=== ESERCIZIO SCRITTO 1 ===
Nel testo scelto, che cos'è il cuore di un gioco?

======

Giochi vivi e sani – capitolo 1 (Flaminia Brasini)

Luglio 17, 2020 4:25 pm Pubblicato da Lascia il tuo commento

Guida metaforica per operazioni chirurgiche ai prototipi

In questo periodo in cui pareva che non saremmo riusciti a incontrarci e a provare nessun prototipo, sto testando come non mai! E mi sono accorta che mi vengono spesso strani pensieri quando provo un gioco “in crescita”. Scrivo quindi questa cosa per ricordarmi alcuni pensieri: è una fantasia, un’immagine, una metafora e non un manuale di istruzioni, quindi prendetela con leggerezza.

Per me un gioco è un organismo. Vivente.

Quando osservo un prototipo su un tavolo mi sento un po’ come un dottore con un paziente sul lettino: cerco di capire se sta bene e può svilupparsi felicemente o se va curato.

Come un dottore osservo se quell’organismo funziona o se, da qualche parte, è bloccato/malato.

Quindi provo a guardare questa creatura un organo per volta. 

Un cuore che pompa

La prima domanda che mi viene da farmi quando provo un gioco è: “qual è il cuore di questo gioco”.

Il cuore di un gioco è il suo nucleo centrale, quel che lo rende unico e riconoscibile. Spesso è l’idea da cui il suo creatore è partito, ma non è per forza così (a volte un gioco nasce senza cuore e poi ne trova uno per strada). Di sicuro è quel che ci viene da dire come prima cosa quando lo descriviamo (ammesso che siamo capaci di descrivere un gioco). 

Il cuore di un gioco può essere una meccanica innovativa e/o forte, ma anche la storia che il gioco racconta; può essere una dinamica che il gioco genera o un desiderio che soddisfa. Basta che ci sia e sia riconoscibile.

Se un gioco non ha un cuore, non è vivo: può anche essere fatto di regole e materiali “sensati”, ma non ha motivo di esistere. Pare un’affermazione un po’ drastica? Però secondo me è proprio così.

======

=== ESERCIZIO SCRITTO 2 ===
Indica quante delle righe qui sotto contengono la stringa "blue". Scrivi solo il numero.

=== DATI FORNITI ===
======

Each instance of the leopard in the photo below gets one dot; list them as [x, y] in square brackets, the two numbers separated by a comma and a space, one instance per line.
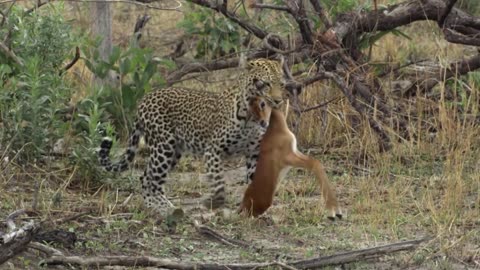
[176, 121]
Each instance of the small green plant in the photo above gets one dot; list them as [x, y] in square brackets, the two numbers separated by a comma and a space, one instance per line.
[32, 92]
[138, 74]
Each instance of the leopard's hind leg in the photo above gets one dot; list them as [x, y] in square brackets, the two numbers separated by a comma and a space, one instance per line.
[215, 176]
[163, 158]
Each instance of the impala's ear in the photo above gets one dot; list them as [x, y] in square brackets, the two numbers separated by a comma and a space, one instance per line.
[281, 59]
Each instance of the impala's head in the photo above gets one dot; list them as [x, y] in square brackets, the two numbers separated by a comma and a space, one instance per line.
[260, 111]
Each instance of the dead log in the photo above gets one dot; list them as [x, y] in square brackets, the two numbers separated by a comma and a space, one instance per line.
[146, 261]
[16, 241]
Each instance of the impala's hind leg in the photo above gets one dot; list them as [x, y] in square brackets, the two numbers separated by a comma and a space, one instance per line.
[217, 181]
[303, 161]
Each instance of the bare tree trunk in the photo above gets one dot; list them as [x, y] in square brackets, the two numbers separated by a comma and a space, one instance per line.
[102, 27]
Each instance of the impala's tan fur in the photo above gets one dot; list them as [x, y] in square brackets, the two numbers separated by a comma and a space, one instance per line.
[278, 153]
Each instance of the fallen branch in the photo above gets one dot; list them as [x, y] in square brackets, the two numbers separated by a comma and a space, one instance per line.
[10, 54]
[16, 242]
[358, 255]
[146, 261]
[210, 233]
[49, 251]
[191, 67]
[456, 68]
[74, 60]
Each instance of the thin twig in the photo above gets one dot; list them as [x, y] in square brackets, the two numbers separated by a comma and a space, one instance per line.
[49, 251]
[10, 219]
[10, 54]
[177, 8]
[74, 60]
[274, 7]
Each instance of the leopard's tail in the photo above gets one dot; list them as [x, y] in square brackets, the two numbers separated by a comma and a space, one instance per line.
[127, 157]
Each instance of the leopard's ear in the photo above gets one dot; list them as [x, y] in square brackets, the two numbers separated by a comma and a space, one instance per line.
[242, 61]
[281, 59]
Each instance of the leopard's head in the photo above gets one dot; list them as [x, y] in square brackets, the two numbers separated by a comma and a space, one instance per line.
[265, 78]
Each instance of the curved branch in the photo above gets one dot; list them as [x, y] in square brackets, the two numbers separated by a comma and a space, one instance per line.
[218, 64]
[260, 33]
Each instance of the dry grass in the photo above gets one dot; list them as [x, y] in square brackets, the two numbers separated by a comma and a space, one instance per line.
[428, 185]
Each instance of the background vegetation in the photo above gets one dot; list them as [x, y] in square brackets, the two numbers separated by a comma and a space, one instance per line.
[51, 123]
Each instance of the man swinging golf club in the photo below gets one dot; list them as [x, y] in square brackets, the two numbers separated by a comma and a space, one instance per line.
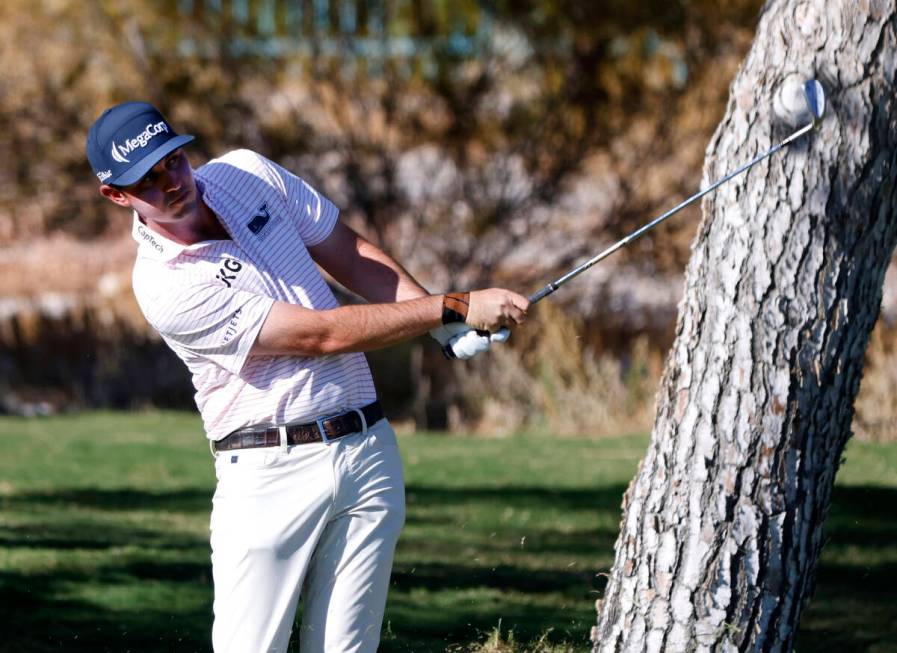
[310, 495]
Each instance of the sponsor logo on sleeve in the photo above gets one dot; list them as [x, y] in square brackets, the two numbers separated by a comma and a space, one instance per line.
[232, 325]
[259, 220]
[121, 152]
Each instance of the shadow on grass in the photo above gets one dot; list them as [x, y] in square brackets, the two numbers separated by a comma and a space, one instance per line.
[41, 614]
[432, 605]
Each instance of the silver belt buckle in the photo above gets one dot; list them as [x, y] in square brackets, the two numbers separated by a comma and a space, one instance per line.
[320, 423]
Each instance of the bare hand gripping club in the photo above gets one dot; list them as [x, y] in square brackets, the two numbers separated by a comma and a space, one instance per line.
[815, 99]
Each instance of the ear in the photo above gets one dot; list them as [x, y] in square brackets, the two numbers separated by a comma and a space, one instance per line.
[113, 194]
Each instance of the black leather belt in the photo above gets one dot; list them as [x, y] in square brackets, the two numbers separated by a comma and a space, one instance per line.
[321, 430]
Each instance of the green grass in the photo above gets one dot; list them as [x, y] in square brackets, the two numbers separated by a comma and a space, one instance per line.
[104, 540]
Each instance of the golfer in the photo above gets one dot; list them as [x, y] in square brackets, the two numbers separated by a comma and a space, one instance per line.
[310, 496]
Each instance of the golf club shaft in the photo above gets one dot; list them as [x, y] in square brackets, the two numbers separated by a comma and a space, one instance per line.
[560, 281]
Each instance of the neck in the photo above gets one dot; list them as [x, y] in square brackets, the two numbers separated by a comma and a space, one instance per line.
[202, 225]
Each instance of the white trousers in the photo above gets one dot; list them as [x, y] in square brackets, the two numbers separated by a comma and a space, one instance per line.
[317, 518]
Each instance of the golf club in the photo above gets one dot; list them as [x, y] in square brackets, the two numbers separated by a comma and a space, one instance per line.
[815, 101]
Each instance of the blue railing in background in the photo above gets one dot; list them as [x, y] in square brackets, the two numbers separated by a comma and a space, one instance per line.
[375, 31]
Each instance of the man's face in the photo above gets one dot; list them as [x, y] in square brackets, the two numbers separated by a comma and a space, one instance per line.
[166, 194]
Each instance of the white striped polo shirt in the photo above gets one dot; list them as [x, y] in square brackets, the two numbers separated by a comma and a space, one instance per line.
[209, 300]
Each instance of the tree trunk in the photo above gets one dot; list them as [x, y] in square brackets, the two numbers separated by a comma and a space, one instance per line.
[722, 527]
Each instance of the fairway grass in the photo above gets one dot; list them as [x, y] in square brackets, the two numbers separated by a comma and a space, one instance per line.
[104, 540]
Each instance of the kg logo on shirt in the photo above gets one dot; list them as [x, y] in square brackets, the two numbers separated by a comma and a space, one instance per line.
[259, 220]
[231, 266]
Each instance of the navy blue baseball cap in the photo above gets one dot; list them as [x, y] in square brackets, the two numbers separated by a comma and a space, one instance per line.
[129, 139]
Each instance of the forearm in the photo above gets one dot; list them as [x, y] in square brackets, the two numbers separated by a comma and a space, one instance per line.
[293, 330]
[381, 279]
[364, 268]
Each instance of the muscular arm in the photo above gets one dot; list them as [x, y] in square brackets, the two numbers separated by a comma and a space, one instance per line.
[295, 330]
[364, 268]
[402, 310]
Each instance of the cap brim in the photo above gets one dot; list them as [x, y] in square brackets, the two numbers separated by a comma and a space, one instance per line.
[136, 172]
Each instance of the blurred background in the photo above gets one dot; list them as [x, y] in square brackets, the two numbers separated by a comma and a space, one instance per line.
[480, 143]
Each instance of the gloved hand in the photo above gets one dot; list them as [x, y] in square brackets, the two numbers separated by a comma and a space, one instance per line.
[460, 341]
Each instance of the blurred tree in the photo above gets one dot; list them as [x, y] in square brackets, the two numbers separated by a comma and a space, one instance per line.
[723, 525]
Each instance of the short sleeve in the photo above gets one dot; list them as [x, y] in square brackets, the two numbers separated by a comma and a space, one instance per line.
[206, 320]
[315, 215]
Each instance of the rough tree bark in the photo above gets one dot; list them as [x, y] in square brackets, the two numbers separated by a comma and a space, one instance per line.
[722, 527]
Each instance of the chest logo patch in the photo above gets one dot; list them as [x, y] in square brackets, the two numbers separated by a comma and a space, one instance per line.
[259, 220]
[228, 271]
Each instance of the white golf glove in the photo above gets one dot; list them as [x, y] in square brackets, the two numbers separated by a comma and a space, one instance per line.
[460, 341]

======

=== RISPOSTA 1 ===
È il suo nucleo centrale, quel che lo rende unico e riconoscibile.

=== RISPOSTA 2 ===
2